» **Document segment**:
------------

Habits

Habits (or wonts) are routines of behavior that are repeated regularly and tend to occur subconsciously. Habitual behavior often goes unnoticed in persons exhibiting it, because a person does not need to engage in self-analysis when undertaking routine tasks. Habituation is an extremely simple form of learning, in which an organism, after a period of exposure to a stimulus, stops responding to that stimulus in varied manners. Habits are sometimes compulsory. The process by which new behaviours become automatic is habit formation. Examples of habit formation are the following: If you instinctively reach for a cigarette the moment you wake up in the morning, you have a habit. Also, if you lace up your running shoes and hit the streets as soon as you get home, you’ve acquired a habit. Old habits are hard to break and new habits are hard to form because the behavioural patterns we repeat are imprinted in our neural pathways.

As behaviors are repeated in a consistent context, there is an incremental increase in the link between the context and the action. This increases the automaticity of the behavior in that context. Features of an automatic behavior are all or some of: efficiency, lack of awareness, unintentionality, uncontrollability.

Habit formation is modelled as an increase in automaticity with number of repetitions up to an asymptote.

Habits and the invisible Morphic Fields

Materialistic science imagine that habits are “patterns imprinted in neural pathways“. This is only partly true. In physics we know that scalar waves are able to store information outside of the space dimension (non-physical, immaterial). This information rides on the waves of time, never decaying, never loosing energy.

Similar to scalar waves are the morphic fields. Perhaps morphic fields are based on scalar waves. This morphic fields are a kind of memory fields, which are able to influence on us and we are able to influence them too.

Our DNA is a kind of scalar antenna, build like fractal. In each cell of our body the DNA acts like a wireless communication network, sending and receiving informations. So our memories are not stored in our brain, but in a invisible network, like a Internet.

Even habits, the patterns repeated over and over again over a certain amount of time, are stored as “invisible pathways” in a non-dimensional space … or as a immaterial morphic field.

This morphic fields acts as storage medium and they influence humankind. For example a whole generation of young kids playing aggressive computer games will for sure affect the collective consciousness and it will produce a invisible pathway to facilitate to gain this habit for other following generations. We have here identified a new kind of pollution. Similar to the electromagnetic pollution (EMF-Pollution), this kind of morphic fields containing bad habits represents a seriously not underestimatable threat to the society.

------------

» **Excerpted data**:
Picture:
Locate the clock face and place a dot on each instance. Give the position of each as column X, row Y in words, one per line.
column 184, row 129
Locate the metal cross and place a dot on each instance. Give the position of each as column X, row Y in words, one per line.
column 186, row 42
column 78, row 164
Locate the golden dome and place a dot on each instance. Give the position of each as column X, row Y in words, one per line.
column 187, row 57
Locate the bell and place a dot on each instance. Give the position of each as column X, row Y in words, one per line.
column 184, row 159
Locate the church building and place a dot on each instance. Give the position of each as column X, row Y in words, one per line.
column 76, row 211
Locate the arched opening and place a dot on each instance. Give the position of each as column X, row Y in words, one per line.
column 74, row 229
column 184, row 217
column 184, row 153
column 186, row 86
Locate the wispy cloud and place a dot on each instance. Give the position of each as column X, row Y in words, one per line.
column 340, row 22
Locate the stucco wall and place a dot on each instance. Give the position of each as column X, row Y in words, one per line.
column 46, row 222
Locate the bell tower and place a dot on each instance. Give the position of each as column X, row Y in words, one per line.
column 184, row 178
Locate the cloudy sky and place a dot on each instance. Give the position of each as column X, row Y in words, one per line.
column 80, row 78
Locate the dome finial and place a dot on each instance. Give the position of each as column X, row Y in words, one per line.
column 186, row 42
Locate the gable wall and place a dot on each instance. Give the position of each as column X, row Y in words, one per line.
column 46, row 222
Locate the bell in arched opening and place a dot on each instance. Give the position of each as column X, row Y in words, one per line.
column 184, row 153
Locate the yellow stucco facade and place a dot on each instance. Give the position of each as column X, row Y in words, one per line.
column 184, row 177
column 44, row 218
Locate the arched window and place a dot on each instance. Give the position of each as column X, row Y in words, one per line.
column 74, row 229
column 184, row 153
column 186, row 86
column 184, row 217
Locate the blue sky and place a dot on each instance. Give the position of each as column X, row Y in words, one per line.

------------

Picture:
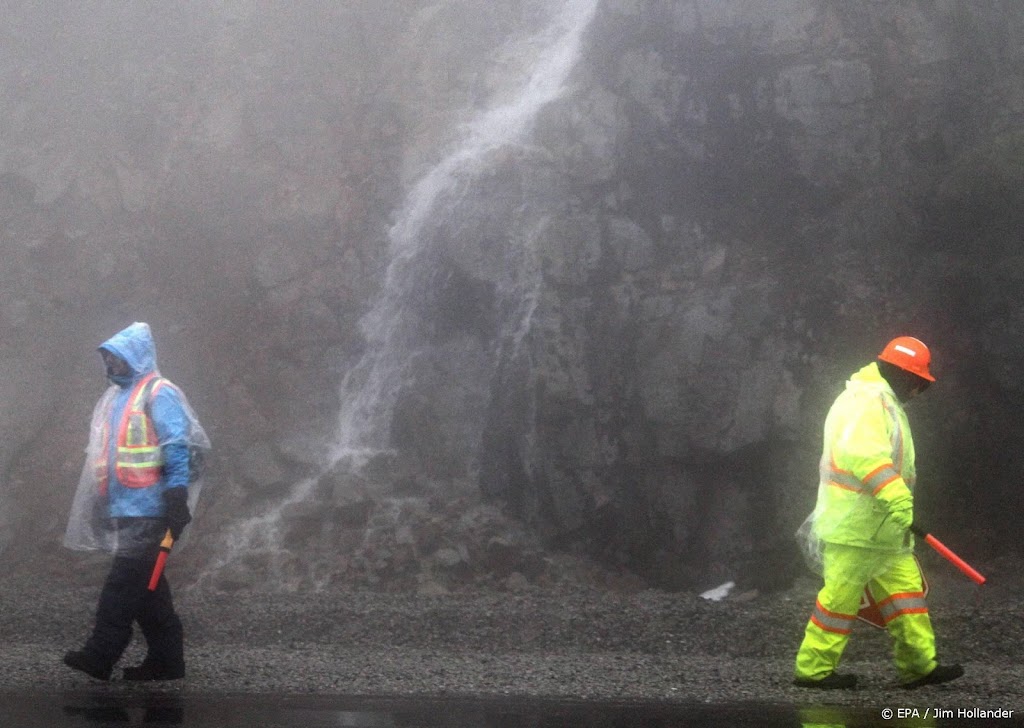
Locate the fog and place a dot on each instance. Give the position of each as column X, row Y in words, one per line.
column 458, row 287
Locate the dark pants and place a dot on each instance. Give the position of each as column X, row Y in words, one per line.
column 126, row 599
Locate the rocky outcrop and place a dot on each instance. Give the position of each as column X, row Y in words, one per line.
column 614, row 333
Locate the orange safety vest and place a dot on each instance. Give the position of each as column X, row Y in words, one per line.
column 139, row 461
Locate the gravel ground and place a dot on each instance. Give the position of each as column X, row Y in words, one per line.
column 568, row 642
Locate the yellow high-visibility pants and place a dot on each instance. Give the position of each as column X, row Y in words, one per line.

------------

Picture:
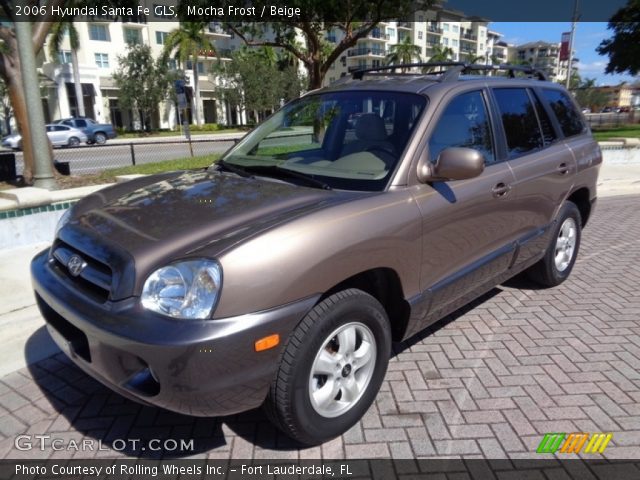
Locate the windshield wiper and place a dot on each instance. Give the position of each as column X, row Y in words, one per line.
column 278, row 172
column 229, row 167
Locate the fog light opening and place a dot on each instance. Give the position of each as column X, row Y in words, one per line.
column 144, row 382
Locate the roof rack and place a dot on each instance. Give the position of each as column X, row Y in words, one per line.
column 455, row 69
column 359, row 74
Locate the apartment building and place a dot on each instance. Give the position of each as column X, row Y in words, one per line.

------------

» **Actions to take**:
1/ According to the text on habits, what features can an automatic behavior have?
2/ Reproduce the text on habits word for word from "Similar to scalar" to "like a Internet.".

» **Answers to the problems**:
1/ Efficiency, lack of awareness, unintentionality, and uncontrollability.

2/
Similar to scalar waves are the morphic fields. Perhaps morphic fields are based on scalar waves. This morphic fields are a kind of memory fields, which are able to influence on us and we are able to influence them too.

Our DNA is a kind of scalar antenna, build like fractal. In each cell of our body the DNA acts like a wireless communication network, sending and receiving informations. So our memories are not stored in our brain, but in a invisible network, like a Internet.